_Exercise 1_
Count how many lines of the rows contain the string "bare", treating uppercase and lowercase as different, and give only that number.

☆ ☆ ☆

According to Tinôco (2001), the upper and lower limits of tair and RH for birds in a thermoneutral zone are 15–18 °C to 22–25 °C and 50%–70%, respectively. According to the Hy-Line W-36 Management Guide (2011), the optimal ranges for tair and RH are 21–24 °C and 40–60%, respectively.

In both facilities, with respect to the tair only in the afternoon, the averages did not meet the recommended values. Considering the recommendation of the Tinôco (2001), the RH showed values below the lower comfort limit. Only the facility equipped with the LED lamps presented ideal conditions for thermal comfort in the morning. This result agrees with the Hy-Line W-36 Management Guide (2011), which reports that the RH ideal conditions inside sheds occur mainly in the morning.

Pereira et al. (2017) evaluated the performance of commercial laying hens in automated aviaries with and without system climatization, concluding that the birds present better results in egg production and quality in a more suitable thermal environment.

However, it is important to consider that the experiment was carried out in sided-open facilities without an acclimatization system. The low RH values observed (Table 1) are due to the implementation of the experiment during the drought period, in addition to the fact that an atypical rainfall deficit occurred in 2014. This drought in the southeast of Brazil was due to climate change caused by a high-pressure system that blocked the Atlantic cold fronts (Mendes, 2014).

The two analyzed facilities showed no statistical difference (F test, p > 0.05) for the nightly average tair, indicating that the evaluated lamps did not affect the thermal condition of the aviaries. Long et al. (2016a) evaluated the technical and operational characteristics of LED and CF lamps in poultry houses for laying and have observed that these practices are unlikely to entail room heating, a condition that was observed in this research.

☆ ☆ ☆

_Exercise 2_
Write the next part of the passage on thermal comfort in laying-hen facilities, picking up right after its last sentence.

_Provided data_
☆ ☆ ☆

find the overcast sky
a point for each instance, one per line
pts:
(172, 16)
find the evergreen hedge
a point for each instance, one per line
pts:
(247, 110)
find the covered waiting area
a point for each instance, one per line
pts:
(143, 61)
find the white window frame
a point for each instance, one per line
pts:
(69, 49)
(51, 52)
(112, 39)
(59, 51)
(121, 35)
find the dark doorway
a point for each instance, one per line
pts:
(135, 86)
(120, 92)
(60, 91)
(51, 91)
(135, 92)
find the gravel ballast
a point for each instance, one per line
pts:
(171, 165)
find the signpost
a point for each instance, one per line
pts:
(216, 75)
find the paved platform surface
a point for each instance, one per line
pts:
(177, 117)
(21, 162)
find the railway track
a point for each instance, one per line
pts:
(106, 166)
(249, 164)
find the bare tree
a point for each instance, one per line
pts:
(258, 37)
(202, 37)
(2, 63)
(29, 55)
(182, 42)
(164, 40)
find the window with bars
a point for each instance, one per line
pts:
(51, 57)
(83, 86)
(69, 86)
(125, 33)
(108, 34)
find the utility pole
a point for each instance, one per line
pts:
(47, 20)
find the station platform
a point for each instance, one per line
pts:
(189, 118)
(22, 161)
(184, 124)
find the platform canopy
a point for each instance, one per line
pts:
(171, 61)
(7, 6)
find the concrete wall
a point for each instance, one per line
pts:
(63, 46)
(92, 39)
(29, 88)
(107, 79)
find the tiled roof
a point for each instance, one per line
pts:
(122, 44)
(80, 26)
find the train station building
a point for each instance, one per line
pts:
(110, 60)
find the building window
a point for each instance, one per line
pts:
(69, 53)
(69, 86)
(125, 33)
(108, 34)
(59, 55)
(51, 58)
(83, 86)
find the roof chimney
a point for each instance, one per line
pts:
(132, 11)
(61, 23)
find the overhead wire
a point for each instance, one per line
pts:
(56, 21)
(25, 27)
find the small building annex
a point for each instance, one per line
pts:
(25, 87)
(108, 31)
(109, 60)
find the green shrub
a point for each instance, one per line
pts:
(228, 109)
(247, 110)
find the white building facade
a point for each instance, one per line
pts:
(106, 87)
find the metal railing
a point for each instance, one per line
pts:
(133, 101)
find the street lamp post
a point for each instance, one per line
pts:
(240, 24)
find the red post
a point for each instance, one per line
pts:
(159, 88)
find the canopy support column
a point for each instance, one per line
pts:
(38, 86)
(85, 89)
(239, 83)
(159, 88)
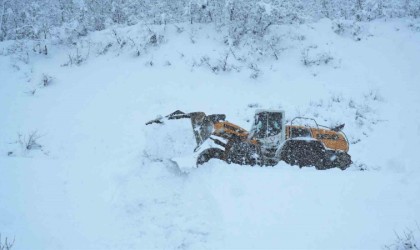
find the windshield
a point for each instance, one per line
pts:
(267, 124)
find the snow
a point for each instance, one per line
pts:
(105, 180)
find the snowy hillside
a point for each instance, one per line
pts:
(95, 177)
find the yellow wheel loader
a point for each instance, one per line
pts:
(269, 141)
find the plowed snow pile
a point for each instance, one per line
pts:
(95, 177)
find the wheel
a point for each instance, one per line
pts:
(244, 153)
(208, 154)
(332, 159)
(303, 153)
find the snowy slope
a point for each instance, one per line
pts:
(104, 180)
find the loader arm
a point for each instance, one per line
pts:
(202, 124)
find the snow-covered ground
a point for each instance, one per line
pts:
(101, 179)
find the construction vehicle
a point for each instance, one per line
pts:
(269, 141)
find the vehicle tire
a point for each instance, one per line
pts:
(244, 153)
(303, 153)
(208, 154)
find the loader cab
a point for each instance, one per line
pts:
(268, 125)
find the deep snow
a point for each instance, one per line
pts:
(105, 180)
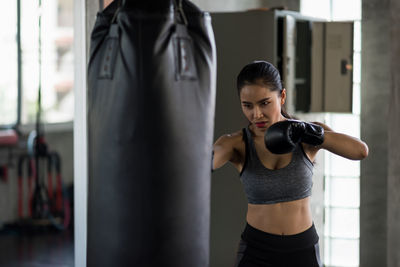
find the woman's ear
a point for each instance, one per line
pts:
(283, 96)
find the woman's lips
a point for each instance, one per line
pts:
(260, 124)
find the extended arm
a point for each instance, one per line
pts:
(342, 144)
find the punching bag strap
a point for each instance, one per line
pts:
(179, 7)
(148, 6)
(110, 53)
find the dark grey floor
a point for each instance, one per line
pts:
(50, 248)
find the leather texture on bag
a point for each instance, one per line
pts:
(151, 104)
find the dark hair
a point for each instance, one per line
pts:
(264, 73)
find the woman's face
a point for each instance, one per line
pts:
(261, 106)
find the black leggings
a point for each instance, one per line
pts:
(259, 249)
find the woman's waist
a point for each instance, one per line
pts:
(270, 241)
(280, 218)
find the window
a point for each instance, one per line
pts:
(342, 176)
(56, 66)
(8, 64)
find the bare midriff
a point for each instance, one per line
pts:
(285, 218)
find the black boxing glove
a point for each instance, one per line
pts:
(283, 136)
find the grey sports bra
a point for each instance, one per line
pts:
(266, 186)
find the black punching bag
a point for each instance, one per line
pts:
(151, 104)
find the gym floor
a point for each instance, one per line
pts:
(50, 248)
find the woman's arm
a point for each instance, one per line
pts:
(342, 144)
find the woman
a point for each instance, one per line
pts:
(279, 230)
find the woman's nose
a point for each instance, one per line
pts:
(257, 113)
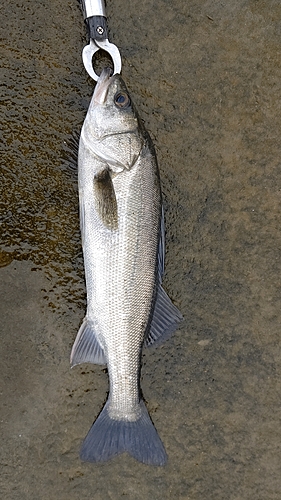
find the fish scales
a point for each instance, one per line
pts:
(120, 217)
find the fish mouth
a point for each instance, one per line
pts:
(102, 86)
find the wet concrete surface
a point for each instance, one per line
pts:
(206, 79)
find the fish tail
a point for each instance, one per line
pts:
(109, 437)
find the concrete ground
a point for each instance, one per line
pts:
(205, 77)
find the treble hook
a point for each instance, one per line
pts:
(95, 17)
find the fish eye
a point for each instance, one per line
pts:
(122, 100)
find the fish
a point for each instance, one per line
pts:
(122, 232)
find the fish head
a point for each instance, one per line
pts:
(112, 124)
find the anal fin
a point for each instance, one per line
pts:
(165, 319)
(86, 348)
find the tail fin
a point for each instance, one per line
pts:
(108, 438)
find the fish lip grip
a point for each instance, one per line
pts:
(95, 18)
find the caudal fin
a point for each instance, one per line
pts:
(108, 438)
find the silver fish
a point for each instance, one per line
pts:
(123, 245)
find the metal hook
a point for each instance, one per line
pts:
(94, 15)
(89, 51)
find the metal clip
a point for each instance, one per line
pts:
(95, 18)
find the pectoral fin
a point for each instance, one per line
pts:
(105, 199)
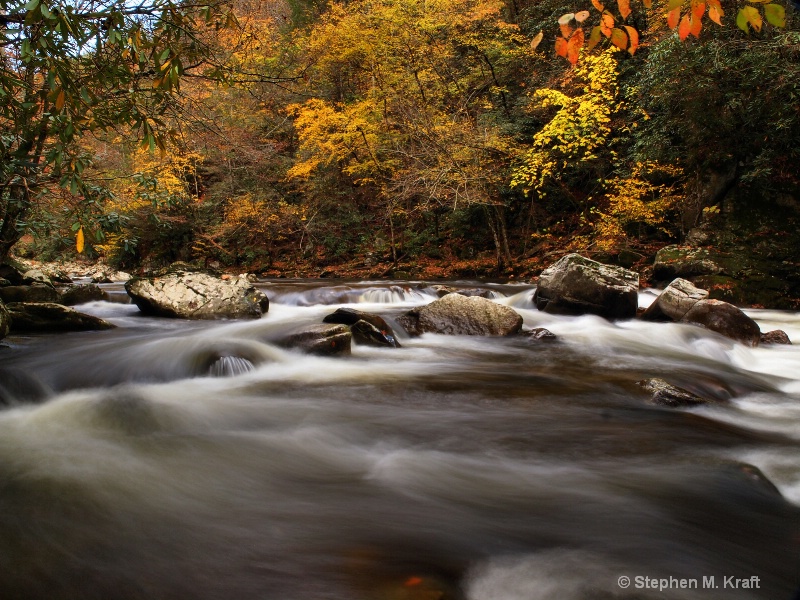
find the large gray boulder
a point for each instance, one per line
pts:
(197, 295)
(576, 285)
(675, 301)
(80, 294)
(5, 320)
(455, 314)
(725, 319)
(46, 317)
(36, 292)
(367, 328)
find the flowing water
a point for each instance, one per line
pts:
(169, 459)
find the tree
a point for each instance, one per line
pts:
(74, 68)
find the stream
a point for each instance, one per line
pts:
(452, 468)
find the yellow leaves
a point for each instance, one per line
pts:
(578, 132)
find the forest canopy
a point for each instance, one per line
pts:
(257, 135)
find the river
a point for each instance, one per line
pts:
(452, 468)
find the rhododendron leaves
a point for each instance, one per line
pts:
(634, 39)
(776, 15)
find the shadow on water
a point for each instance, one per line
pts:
(451, 468)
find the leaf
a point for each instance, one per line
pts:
(606, 23)
(673, 17)
(776, 15)
(753, 17)
(561, 47)
(564, 23)
(696, 24)
(619, 38)
(634, 39)
(595, 37)
(685, 27)
(574, 46)
(741, 20)
(715, 12)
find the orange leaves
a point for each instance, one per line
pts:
(569, 46)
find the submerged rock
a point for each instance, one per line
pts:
(725, 319)
(30, 317)
(80, 294)
(540, 334)
(777, 336)
(674, 302)
(197, 295)
(5, 320)
(675, 261)
(576, 285)
(455, 314)
(666, 394)
(36, 292)
(323, 340)
(367, 328)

☆ ☆ ☆

_Task answer 1_
2

_Task answer 2_
Due to the importance of the combined effect of tair and RH for the condition of environmental thermal comfort, the thermodynamic property H was analyzed (Table 2). Considering the ideal threshold values of enthalpy for laying hens, 28.46 and 60.66 kJ kgdry air−1, calculated based on the comfort limits (15 to 25 °C of tair and 50 to 70% of RH) recommended by Tinôco (2001), for all measurement times, the H values were within the comfort interval. Comparing the H values in aviaries equipped with CF and LED lamps during the morning, afternoon, and evening periods revealed no significant differences (F test, p > 0.05), indicating that the use of these lamps did not affect the thermal conditions of the aviaries. These results are similar to those obtained for the variables tair and RH.

TABLE 2
Means and standard errors (between brackets) of enthalpy for morning, afternoon and evening periods for the aviaries equipped with compact fluorescent lamps (CF) and LED lamps (LED).

Although the two facilities had the same number of installed lamps and lamp types having the same luminous flux, the aviary equipped with the LED lamps had higher illuminance values as compared to the facility equipped with the CF lamps (F-test, p < 0.05) (Table 3). This may be due to the fact that directional luminous flux is a characteristic of LED lamps, and, in the case of the lamps evaluated, the beam's angle was 120°. Thus, the repositioning of the lamps in the aviary may decrease the average illuminance.

TABLE 3
Means and standard errors (between brackets) of illuminance in artificial lighting period (nighttime) for commercial laying hen facilities equipped with compact fluorescent lamps (CF) and LED lamps (LED).

The measured intensities were above the minimum of 5 lux value recommended for laying hen aviaries (North & Bell, 1990); however, the Hy-Line W-36 Management Guide (2016) recommends that the light intensity should be between 5 and 15 lux for birds over 29 days old.

According to Jácome et al. (2014), illuminance of more than 10 lux does not lead to any benefit and may impair production. However, Yildiz et al. (2006) found that luminous intensity between 35 and 55 lux improved the yield and quality of eggs. It is noteworthy that the minimum illuminance for the physiological stimulus for the birds to respond to changes in photoperiod is 2 lux (Garner et al., 2012; Morris, 2004).

Ma et al. (2016) evaluated the effectiveness of light intensity and laying preferences at five different levels: <1, 5, 15, 30, and 100 lux. The birds spent most of their time (45.4%) in 5 lux and showed preference for illuminances <1 lux, and 61.90% of the eggs were laid in this condition.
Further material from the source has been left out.